--- REQUIRED ACTION ---
Keep to the lines from the one with "In this photo, each instance of the shirt" through the end of the data, and write them out exactly.

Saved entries

++++++++++

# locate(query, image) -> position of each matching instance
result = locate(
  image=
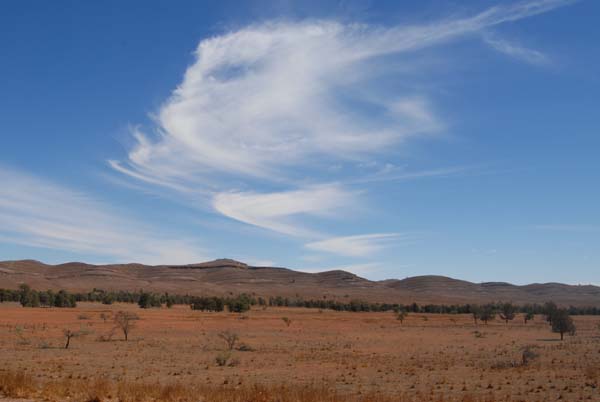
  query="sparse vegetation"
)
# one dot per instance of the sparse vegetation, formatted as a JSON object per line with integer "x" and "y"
{"x": 230, "y": 339}
{"x": 125, "y": 321}
{"x": 528, "y": 355}
{"x": 69, "y": 334}
{"x": 401, "y": 315}
{"x": 507, "y": 312}
{"x": 562, "y": 323}
{"x": 487, "y": 313}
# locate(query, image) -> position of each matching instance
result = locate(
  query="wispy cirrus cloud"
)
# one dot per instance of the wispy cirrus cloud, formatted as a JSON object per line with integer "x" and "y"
{"x": 568, "y": 227}
{"x": 354, "y": 246}
{"x": 517, "y": 51}
{"x": 279, "y": 211}
{"x": 38, "y": 213}
{"x": 278, "y": 103}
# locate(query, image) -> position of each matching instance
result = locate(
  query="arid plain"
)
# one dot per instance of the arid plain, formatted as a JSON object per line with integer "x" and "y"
{"x": 291, "y": 354}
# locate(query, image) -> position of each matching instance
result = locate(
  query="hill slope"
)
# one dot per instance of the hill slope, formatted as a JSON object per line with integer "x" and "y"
{"x": 222, "y": 277}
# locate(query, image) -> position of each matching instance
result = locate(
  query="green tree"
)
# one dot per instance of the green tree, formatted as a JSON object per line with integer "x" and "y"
{"x": 562, "y": 323}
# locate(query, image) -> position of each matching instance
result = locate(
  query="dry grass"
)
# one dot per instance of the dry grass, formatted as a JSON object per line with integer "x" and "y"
{"x": 323, "y": 356}
{"x": 21, "y": 385}
{"x": 16, "y": 384}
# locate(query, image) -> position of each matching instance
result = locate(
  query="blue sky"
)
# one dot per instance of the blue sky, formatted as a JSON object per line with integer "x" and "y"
{"x": 388, "y": 139}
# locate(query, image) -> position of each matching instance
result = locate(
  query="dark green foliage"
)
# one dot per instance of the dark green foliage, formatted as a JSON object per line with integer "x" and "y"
{"x": 239, "y": 304}
{"x": 208, "y": 304}
{"x": 243, "y": 302}
{"x": 549, "y": 311}
{"x": 149, "y": 300}
{"x": 28, "y": 297}
{"x": 476, "y": 313}
{"x": 562, "y": 323}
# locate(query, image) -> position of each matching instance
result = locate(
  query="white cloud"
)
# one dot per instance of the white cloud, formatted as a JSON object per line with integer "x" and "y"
{"x": 568, "y": 228}
{"x": 276, "y": 211}
{"x": 276, "y": 103}
{"x": 517, "y": 51}
{"x": 358, "y": 269}
{"x": 354, "y": 246}
{"x": 38, "y": 213}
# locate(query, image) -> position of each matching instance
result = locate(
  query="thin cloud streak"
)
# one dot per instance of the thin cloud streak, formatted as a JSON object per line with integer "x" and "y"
{"x": 37, "y": 213}
{"x": 519, "y": 52}
{"x": 354, "y": 246}
{"x": 275, "y": 103}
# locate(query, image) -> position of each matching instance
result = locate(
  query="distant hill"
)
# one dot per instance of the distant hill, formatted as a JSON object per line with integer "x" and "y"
{"x": 225, "y": 276}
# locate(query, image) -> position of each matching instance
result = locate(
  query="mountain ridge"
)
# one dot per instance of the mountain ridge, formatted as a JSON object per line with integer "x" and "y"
{"x": 227, "y": 276}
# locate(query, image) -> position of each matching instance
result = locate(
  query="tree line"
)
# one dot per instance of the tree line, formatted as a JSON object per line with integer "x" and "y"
{"x": 240, "y": 303}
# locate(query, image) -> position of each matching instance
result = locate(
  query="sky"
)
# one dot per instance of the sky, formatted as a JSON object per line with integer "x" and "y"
{"x": 390, "y": 139}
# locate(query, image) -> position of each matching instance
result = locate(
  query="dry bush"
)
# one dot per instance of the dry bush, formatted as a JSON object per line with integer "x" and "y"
{"x": 102, "y": 390}
{"x": 230, "y": 339}
{"x": 16, "y": 384}
{"x": 592, "y": 373}
{"x": 528, "y": 355}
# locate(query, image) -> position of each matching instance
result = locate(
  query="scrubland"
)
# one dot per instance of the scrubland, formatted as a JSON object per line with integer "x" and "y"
{"x": 290, "y": 354}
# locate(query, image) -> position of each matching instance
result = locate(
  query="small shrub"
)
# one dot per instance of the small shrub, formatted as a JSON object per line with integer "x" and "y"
{"x": 230, "y": 339}
{"x": 245, "y": 348}
{"x": 16, "y": 385}
{"x": 222, "y": 358}
{"x": 528, "y": 355}
{"x": 125, "y": 321}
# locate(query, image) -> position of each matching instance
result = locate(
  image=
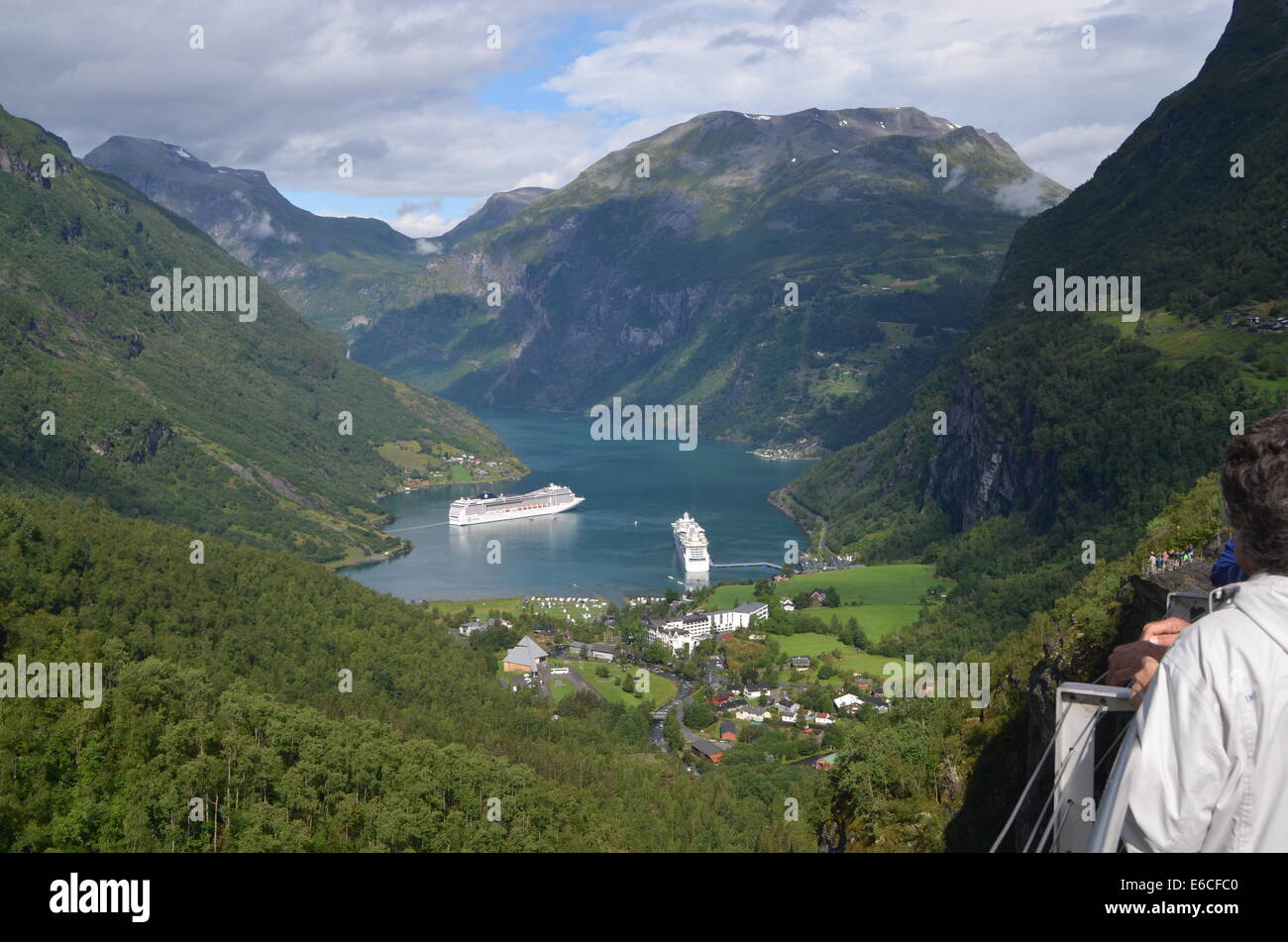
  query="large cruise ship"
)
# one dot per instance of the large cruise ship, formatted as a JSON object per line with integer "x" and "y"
{"x": 554, "y": 498}
{"x": 691, "y": 542}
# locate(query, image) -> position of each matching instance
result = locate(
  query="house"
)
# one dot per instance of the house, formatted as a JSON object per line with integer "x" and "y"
{"x": 879, "y": 703}
{"x": 527, "y": 657}
{"x": 603, "y": 652}
{"x": 707, "y": 751}
{"x": 738, "y": 616}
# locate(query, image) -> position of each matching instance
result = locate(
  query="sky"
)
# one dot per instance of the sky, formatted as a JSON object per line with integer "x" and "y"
{"x": 442, "y": 103}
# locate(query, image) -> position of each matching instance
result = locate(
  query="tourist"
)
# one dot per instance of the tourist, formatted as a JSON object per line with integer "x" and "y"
{"x": 1209, "y": 760}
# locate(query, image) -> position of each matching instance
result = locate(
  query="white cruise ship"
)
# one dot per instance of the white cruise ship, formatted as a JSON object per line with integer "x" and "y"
{"x": 554, "y": 498}
{"x": 691, "y": 542}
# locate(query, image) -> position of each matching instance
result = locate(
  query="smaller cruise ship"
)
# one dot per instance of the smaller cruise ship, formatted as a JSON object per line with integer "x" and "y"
{"x": 691, "y": 542}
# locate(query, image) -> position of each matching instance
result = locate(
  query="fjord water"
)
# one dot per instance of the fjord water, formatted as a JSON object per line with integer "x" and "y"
{"x": 614, "y": 545}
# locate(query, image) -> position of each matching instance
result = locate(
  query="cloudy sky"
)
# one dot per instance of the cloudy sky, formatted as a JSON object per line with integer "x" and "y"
{"x": 437, "y": 119}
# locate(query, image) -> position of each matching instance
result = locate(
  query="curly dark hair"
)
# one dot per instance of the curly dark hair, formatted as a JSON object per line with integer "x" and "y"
{"x": 1254, "y": 485}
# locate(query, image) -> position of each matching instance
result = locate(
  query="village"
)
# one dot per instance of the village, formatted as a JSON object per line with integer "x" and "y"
{"x": 715, "y": 676}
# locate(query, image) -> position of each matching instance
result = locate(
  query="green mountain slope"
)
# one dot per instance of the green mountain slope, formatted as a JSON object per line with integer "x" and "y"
{"x": 1064, "y": 427}
{"x": 1072, "y": 427}
{"x": 338, "y": 271}
{"x": 670, "y": 287}
{"x": 230, "y": 427}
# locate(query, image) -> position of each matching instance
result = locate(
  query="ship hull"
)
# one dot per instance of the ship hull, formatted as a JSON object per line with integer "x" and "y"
{"x": 702, "y": 565}
{"x": 493, "y": 516}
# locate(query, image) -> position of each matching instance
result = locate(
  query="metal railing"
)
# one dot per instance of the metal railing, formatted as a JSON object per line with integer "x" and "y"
{"x": 1074, "y": 818}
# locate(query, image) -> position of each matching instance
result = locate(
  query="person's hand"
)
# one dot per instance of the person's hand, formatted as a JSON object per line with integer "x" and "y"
{"x": 1164, "y": 631}
{"x": 1141, "y": 679}
{"x": 1127, "y": 661}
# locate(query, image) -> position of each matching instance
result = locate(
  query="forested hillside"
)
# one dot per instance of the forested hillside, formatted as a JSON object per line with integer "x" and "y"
{"x": 224, "y": 425}
{"x": 224, "y": 684}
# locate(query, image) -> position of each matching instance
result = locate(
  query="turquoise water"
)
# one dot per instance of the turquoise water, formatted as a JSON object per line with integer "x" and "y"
{"x": 614, "y": 545}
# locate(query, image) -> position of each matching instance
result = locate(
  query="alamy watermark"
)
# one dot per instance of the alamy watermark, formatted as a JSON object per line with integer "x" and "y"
{"x": 944, "y": 679}
{"x": 645, "y": 424}
{"x": 38, "y": 680}
{"x": 210, "y": 293}
{"x": 1094, "y": 293}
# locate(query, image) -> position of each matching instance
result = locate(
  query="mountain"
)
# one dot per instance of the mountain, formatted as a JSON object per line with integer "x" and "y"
{"x": 224, "y": 424}
{"x": 1073, "y": 426}
{"x": 1068, "y": 433}
{"x": 498, "y": 210}
{"x": 668, "y": 282}
{"x": 336, "y": 270}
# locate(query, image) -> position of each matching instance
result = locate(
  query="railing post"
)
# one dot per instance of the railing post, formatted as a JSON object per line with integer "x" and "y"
{"x": 1078, "y": 706}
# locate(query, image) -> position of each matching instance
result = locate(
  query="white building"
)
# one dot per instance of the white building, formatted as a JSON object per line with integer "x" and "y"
{"x": 739, "y": 616}
{"x": 846, "y": 701}
{"x": 678, "y": 631}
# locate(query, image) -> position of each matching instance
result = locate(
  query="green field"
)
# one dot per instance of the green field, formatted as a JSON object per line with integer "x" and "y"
{"x": 661, "y": 690}
{"x": 812, "y": 644}
{"x": 890, "y": 594}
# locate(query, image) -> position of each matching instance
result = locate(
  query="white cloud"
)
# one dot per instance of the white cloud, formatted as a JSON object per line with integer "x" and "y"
{"x": 419, "y": 226}
{"x": 1072, "y": 154}
{"x": 398, "y": 84}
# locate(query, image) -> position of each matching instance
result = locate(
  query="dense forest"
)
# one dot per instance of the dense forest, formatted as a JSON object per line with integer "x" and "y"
{"x": 223, "y": 683}
{"x": 193, "y": 417}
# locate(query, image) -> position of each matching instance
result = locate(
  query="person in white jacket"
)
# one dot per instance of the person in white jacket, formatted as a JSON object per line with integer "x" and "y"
{"x": 1209, "y": 767}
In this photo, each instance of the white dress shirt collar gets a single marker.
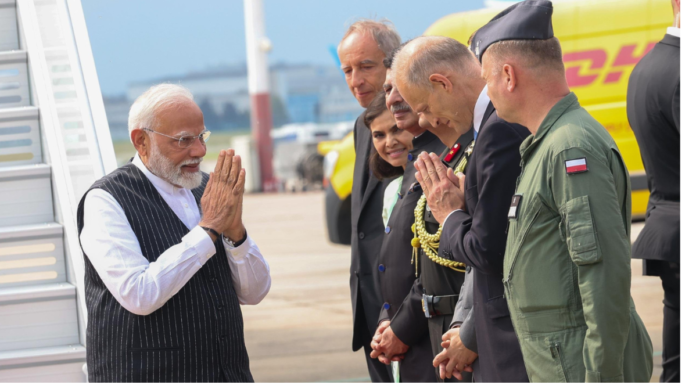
(480, 108)
(159, 183)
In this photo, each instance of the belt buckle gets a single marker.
(427, 301)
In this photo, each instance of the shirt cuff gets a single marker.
(240, 252)
(199, 240)
(450, 214)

++++++++++

--- EXERCISE SOLUTION ---
In this photo, each instance of the shirt cuff gets a single marker.
(240, 252)
(199, 240)
(450, 214)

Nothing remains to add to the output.